> RECORDS SUPPLIED:
+++

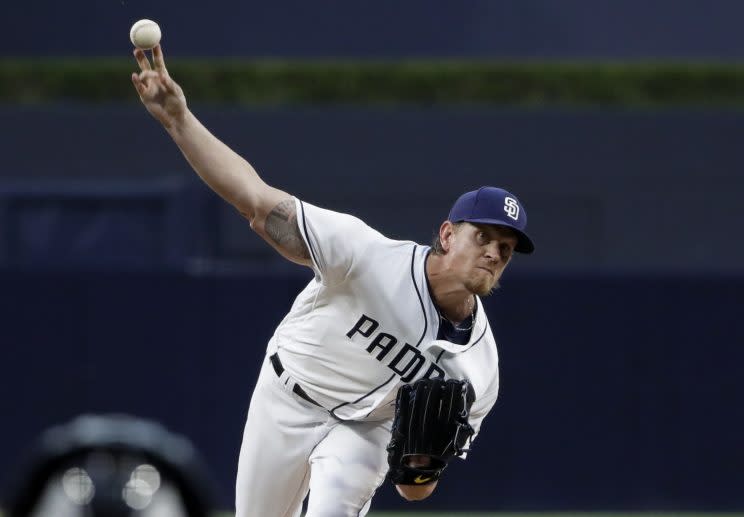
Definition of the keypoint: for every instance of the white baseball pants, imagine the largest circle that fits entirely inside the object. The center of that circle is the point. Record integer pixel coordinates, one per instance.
(291, 446)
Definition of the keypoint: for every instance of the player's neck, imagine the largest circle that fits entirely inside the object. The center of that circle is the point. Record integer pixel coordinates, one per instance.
(453, 300)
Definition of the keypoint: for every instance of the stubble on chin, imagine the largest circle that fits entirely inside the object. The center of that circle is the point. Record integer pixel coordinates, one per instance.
(483, 288)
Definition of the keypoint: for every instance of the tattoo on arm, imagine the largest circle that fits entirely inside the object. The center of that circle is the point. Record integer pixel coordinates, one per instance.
(281, 226)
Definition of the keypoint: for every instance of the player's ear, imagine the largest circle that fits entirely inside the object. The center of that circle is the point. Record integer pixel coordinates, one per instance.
(446, 234)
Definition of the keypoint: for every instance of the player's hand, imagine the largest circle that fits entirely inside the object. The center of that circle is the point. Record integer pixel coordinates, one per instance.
(160, 94)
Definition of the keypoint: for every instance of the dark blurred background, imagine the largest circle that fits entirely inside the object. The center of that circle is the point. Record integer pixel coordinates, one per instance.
(127, 286)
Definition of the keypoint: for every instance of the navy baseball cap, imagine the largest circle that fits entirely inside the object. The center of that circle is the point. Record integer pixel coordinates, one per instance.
(491, 205)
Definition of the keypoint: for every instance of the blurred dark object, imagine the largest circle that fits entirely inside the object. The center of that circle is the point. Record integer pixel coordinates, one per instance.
(112, 466)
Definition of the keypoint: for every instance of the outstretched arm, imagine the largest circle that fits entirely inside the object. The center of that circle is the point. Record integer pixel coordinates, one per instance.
(270, 211)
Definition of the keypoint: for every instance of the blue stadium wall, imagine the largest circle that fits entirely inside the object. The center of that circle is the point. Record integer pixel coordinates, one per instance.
(618, 391)
(631, 29)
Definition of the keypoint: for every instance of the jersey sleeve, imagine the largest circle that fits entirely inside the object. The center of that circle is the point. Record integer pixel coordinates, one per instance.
(336, 241)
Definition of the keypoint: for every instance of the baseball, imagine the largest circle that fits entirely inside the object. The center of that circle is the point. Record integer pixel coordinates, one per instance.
(145, 34)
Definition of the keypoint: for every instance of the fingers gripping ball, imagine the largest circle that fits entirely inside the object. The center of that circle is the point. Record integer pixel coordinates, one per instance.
(431, 422)
(145, 34)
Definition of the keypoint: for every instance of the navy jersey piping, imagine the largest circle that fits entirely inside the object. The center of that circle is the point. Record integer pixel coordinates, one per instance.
(307, 237)
(418, 293)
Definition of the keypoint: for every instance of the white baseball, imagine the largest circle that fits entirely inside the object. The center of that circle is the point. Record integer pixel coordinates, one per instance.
(145, 34)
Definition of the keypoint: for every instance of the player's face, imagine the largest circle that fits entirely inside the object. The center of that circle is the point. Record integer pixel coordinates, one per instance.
(480, 252)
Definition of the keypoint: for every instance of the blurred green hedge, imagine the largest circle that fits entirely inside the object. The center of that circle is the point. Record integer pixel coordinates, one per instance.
(385, 83)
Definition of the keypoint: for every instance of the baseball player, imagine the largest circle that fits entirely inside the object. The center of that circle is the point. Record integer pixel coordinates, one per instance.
(379, 314)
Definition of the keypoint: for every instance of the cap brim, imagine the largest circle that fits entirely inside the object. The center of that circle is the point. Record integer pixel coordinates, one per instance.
(524, 243)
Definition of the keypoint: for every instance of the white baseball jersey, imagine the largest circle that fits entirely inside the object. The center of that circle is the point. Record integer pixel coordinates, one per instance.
(321, 413)
(367, 323)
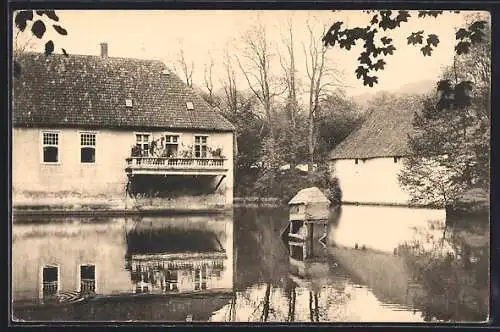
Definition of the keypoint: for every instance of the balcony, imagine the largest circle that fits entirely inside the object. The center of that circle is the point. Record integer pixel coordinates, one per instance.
(175, 166)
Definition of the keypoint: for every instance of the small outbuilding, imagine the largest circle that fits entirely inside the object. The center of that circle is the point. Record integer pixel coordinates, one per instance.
(309, 204)
(308, 208)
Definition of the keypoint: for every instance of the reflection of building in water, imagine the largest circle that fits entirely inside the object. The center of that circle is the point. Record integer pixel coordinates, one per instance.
(177, 274)
(176, 259)
(56, 261)
(309, 216)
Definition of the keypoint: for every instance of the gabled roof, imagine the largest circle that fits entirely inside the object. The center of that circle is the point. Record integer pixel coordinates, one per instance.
(309, 195)
(384, 133)
(82, 90)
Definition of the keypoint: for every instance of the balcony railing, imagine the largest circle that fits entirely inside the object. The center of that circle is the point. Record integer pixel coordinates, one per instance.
(49, 288)
(87, 286)
(159, 164)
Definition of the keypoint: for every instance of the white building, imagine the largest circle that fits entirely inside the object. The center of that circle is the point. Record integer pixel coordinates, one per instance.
(368, 161)
(84, 128)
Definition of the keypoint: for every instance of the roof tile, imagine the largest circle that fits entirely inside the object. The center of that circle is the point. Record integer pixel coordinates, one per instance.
(82, 90)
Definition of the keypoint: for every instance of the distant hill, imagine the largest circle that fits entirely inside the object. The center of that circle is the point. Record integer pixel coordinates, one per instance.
(418, 87)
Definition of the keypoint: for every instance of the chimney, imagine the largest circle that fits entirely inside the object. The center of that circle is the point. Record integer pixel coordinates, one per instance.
(104, 50)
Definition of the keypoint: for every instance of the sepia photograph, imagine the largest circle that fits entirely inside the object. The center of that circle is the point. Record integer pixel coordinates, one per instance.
(258, 166)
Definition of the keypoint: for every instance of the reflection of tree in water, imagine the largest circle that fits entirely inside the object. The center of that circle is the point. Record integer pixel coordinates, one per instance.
(454, 280)
(263, 265)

+++

> EXERCISE BRIEF:
Rewrite all of the items above, changing every "integer pixel coordinates" to "whole-number pixel coordinates" and leaving everything else as it is. Omit the pictures from your version.

> RESPONSE:
Definition of the keypoint: for every instance of the white baseball pants, imagine the largest circle that fits entirely inside the object. The center of that circle is the point. Record whole-number pixel coordinates, one per instance.
(291, 446)
Definition of the keypoint: for every instance of the player's neck, imagine the largest circle that fits entirely inside the object. The center of that circle is the point. Record whole-number pixel coordinates, one per instance.
(453, 300)
Definition of the keypoint: for every instance of the stubble on chin, imagine the largest circle that fits entirely inside the object. The center of that circle is the point. Record whole-number pixel coordinates, one per instance.
(483, 288)
Definition of the keypoint: for every instance of the tattoo on arm, imagine the largest circle that fits entirely inside the object. The center of that circle is the point. Record whole-number pixel coordinates, one per instance.
(281, 226)
Definition of the keypoint: for every instance of the player's ear, imagine the largest circle that fits entirely inside the object. The center of that circle is the point. Record whole-number pixel coordinates, one per instance.
(446, 234)
Definition of the keypoint: for every instance of the player's hand, imagine the largest circle that fits entirely inside the object. The center of that circle is the point. Record whole-number pixel coordinates, one per instance.
(160, 94)
Definition of the keypoint: for every instance of the dark blurred background, imagine the largest circle that fits entirely inside the object. The center of that circle is the point. Record whole-number pixel coordinates, one per instance.
(127, 286)
Definition of the keypoint: for every instance of the navy baseball cap, imagine the largest circle that fits entirely inside the object. The center of that circle is the point. Record whole-number pixel coordinates, one per instance.
(491, 205)
Definition of the keypoint: for every instance of the blurred dark object, imagine the largest circle that fits entirely inside the object. The center of that circle is the point. Record whole-number pixel coordinates, one per instance.
(112, 466)
Definition of the keypoint: for every instance of the outstretched arm, imagine the largest circle that fits entirely inside the object. The center of that circle is the point. Record whole-number pixel coordinates, one per instance.
(270, 211)
Definition of the keypoint: for every instance of the blue stadium wall, imagine the largest circle that fits entirely inside the object. The center of that circle is the point. Record whole-number pixel coordinates, one per instance.
(618, 391)
(631, 29)
Definition of the keypoint: for every instance of the jersey sleeve, imagine the largest circle that fits entirely inside the object. The center of that circle is the point. Record whole-number pixel coordinates, one per instance.
(336, 241)
Definition of the keypoint: for every instance of the baseball, imagine the largest circle that fits entirely inside the object. The center of that circle is the point. Record whole-number pixel coordinates, one per instance.
(145, 34)
Definition of the keypoint: for every instance of the fingers gripping ball, imagine the largest circle that fits entirely inside the object. The center of that circle is the point. Record whole-number pixel coordinates, one per instance.
(431, 422)
(145, 34)
Definition of the keypoint: for every instance of the navy jersey piping, imagine the largest circle that fits entirely inside the object. The center of that circle is the point. Record whole-number pixel coordinates, one per instance.
(307, 237)
(418, 293)
Definition of the keypoint: for every instance of the white baseball, imagine the largest circle that fits entirely inside the object. The center of that circle is the point. Record whole-number pixel coordinates, one per instance.
(145, 34)
Definition of the keypoint: for every instance of the player's face, imagine the largest circle that fits entirely inside the object. The center of that circle is the point. Record whole-number pixel coordinates, one per instance.
(480, 252)
Definition of the keypoint: for every instance of the blurred green hedge, imagine the largest circle that fits entirely inside the object. The center of that circle is the point. Record whole-number pixel coordinates, one per instance.
(385, 83)
Definition of the keypoint: for every instance of the baseball player, imagine the largest circle that fits entirely inside the object. The center of that circle is the point. Record whole-number pixel coordinates, one per instance.
(379, 314)
Definition of the keypoint: for every instance of the cap brim, imagine the largest circle that fits entirely inside the object. The center of that circle is the point. Record whole-number pixel coordinates, one per instance.
(524, 243)
Definition of the keypoint: for every instance of the white baseball jersey, imagine the largest circle that fits entirely inside the object. The center of that circle is the point. Record whole-number pixel coordinates, one per instance.
(321, 413)
(367, 323)
Definition of the keypoint: for every instance of the balcony, imagine the largest circle that fits entirely inside the object. The center of that circle is the point. Record whole-number pixel coordinates, one per instance.
(175, 166)
Definition of the keypoint: for every instance of the small outbuilding, imagine the largest circle that fits entirely inside the object. The center of that circle is the point. Record whole-number pixel coordinates, one per instance.
(309, 204)
(308, 208)
Definition of the keypoint: for every instance of the reflection of building in water, imagine the largest circle that fits entirely inside the object. The center of that circle is the point. Record whole-number pixel coordinates, one per instance.
(177, 274)
(176, 259)
(56, 261)
(309, 216)
Definition of the keypoint: for every instance of the gabled roof, imagine the largest circle that fits entirely inside the object. The center of that circle is the point. Record whole-number pixel coordinates, one per instance.
(309, 195)
(384, 133)
(82, 90)
Definition of the keypoint: for every instance of the balcony railing, imagine the largest circle that fits entirely inside the object. The center of that circle is the point. Record whole-number pixel coordinates, one per instance.
(49, 288)
(87, 286)
(159, 164)
Definition of the keypoint: for every instance of the white building, imagine the largest circle that fits entirely inside the object. The center of that circle is the point. Record whole-number pixel coordinates, one per instance.
(368, 161)
(84, 128)
Definition of the keypoint: for every instance of the roof tile, imagine the largest circle that fits entirely inside the object. The center of that circle is the point. Record whole-number pixel coordinates, one per instance.
(82, 90)
Definition of the keypoint: for every instance of the distant hill, imagine the largest circle that fits entirely inside the object. The center of that circle is the point. Record whole-number pixel coordinates, one per instance.
(418, 87)
Definition of the keypoint: for every instance of the chimney, imagine the largest circle that fits entirely inside the object. The center of that circle is the point. Record whole-number pixel coordinates, one per instance.
(104, 50)
Definition of the keypoint: for every instance of the sepia photograph, imagine the largest circle that fits entirely inside the object. The center of that circle is the point. Record whole-number pixel coordinates, one per instance.
(258, 166)
Definition of the keypoint: for every instance of the reflection of tree in water, imagine the largest circle that fits entirely inside the object. The center of that circle is the point. Record whole-number pixel coordinates, one per instance.
(454, 280)
(263, 265)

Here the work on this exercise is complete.